■ AVAILABLE RECORDS
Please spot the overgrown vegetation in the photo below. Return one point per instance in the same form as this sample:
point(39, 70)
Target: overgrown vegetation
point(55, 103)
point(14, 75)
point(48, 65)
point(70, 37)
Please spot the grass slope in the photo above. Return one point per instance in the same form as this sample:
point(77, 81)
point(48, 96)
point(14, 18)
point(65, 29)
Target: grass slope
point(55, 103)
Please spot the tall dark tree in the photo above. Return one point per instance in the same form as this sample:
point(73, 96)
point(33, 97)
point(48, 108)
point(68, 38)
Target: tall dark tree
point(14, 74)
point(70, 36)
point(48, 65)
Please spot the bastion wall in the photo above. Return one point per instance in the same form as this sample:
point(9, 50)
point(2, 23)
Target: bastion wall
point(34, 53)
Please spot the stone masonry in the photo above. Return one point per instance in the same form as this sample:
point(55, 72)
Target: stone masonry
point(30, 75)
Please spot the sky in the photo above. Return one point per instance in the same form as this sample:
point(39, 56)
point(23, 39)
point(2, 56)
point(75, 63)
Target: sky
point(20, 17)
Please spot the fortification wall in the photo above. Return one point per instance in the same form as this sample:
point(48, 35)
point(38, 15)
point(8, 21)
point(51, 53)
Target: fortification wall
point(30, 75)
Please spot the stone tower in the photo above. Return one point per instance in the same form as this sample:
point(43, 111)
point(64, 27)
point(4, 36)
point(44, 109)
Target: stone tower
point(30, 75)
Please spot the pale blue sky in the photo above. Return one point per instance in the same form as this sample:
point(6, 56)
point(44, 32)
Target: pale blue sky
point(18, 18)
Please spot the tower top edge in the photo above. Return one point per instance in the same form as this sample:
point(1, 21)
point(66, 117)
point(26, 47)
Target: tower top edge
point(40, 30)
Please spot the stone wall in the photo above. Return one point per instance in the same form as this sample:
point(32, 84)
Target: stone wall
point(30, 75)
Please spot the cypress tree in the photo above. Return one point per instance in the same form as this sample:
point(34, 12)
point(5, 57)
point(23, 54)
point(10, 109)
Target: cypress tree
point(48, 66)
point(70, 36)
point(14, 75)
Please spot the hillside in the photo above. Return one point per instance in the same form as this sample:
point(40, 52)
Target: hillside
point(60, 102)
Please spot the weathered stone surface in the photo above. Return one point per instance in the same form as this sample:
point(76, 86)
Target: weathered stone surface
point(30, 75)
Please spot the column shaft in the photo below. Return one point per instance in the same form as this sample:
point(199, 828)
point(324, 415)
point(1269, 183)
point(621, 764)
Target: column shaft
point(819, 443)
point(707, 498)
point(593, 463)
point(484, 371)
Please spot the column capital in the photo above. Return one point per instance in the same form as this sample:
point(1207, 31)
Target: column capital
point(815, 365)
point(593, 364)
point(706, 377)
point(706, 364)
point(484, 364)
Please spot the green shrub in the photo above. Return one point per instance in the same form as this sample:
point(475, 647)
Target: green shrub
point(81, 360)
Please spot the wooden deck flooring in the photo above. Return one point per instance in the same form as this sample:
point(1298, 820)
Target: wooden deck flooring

■ GIVEN PROBLEM
Copy all of the records above line by line, without changing a word, number or mark.

■ ANSWER BELOW
Please spot the overgrown vegetation in the photo below. Return one point per instance in the same form as this sample:
point(39, 70)
Target: overgrown vegetation
point(55, 103)
point(14, 75)
point(48, 65)
point(70, 37)
Please spot the grass slope in the photo above. Return one point per instance in the same form as this sample:
point(77, 81)
point(48, 96)
point(14, 18)
point(65, 29)
Target: grass slope
point(55, 103)
Please spot the tall dark tree in the photo above. Return one point per instance in the same form as this sample:
point(73, 96)
point(33, 97)
point(48, 108)
point(68, 38)
Target: tall dark tree
point(14, 74)
point(70, 36)
point(48, 65)
Please spot the bastion wall in the photo above. Return one point per instance in the same form as this sample:
point(9, 50)
point(2, 23)
Target: bastion wall
point(34, 53)
Please spot the stone masonry in the photo above. Return one point per instance in the same form as this sample:
point(55, 72)
Target: stone masonry
point(30, 75)
Please spot the sky in the photo above. Return one point per instance in the same form as this sample:
point(39, 56)
point(23, 39)
point(2, 56)
point(75, 63)
Target: sky
point(20, 17)
Please spot the fortification wall in the photo above. Return one point per instance in the same form as this sample:
point(48, 35)
point(38, 15)
point(8, 21)
point(51, 53)
Target: fortification wall
point(30, 75)
Please spot the stone tower in the photo above. Return one point per instance in the same form as this sample:
point(43, 111)
point(64, 27)
point(4, 36)
point(44, 109)
Target: stone tower
point(30, 75)
Please spot the pale blue sky in the photo above. Return one point per instance in the same form as this sample:
point(6, 56)
point(44, 32)
Target: pale blue sky
point(18, 18)
Please spot the tower top edge in the photo above. Return one point per instance in the same form as this sample:
point(1, 21)
point(66, 117)
point(26, 47)
Target: tower top edge
point(40, 30)
Please spot the stone wall in the photo above. Return one point per instance in the same form as this sample:
point(32, 84)
Target: stone wall
point(30, 75)
Please spot the cypress tree in the photo above. Return one point per instance in the same form as this sample:
point(34, 12)
point(5, 57)
point(23, 54)
point(10, 109)
Target: cypress tree
point(48, 66)
point(70, 36)
point(14, 75)
Please spot the hillside in the photo above. Return one point per instance in the same form as this sample:
point(40, 52)
Target: hillside
point(60, 102)
Please spot the weathered stone surface in the photo above. Return one point per instance in the same form as this sample:
point(76, 86)
Target: weathered stone surface
point(30, 75)
Please spot the column shaft in the photo below. Return one point per instance in the same form as this sample:
point(199, 828)
point(324, 415)
point(1269, 183)
point(621, 764)
Target: column shaft
point(819, 443)
point(707, 498)
point(593, 463)
point(484, 371)
Please spot the column capital in the photo above. Return one point per instance in the same form as this sample:
point(1207, 31)
Target: column capital
point(815, 365)
point(593, 364)
point(706, 377)
point(706, 364)
point(484, 364)
Please spot the green shrub in the photo above. Return one point per instance in the same form as this sample:
point(475, 647)
Target: green shrub
point(81, 360)
Please spot the wooden deck flooring in the photo above. Return one point per instance in the same form as this sample:
point(1298, 820)
Target: wooden deck flooring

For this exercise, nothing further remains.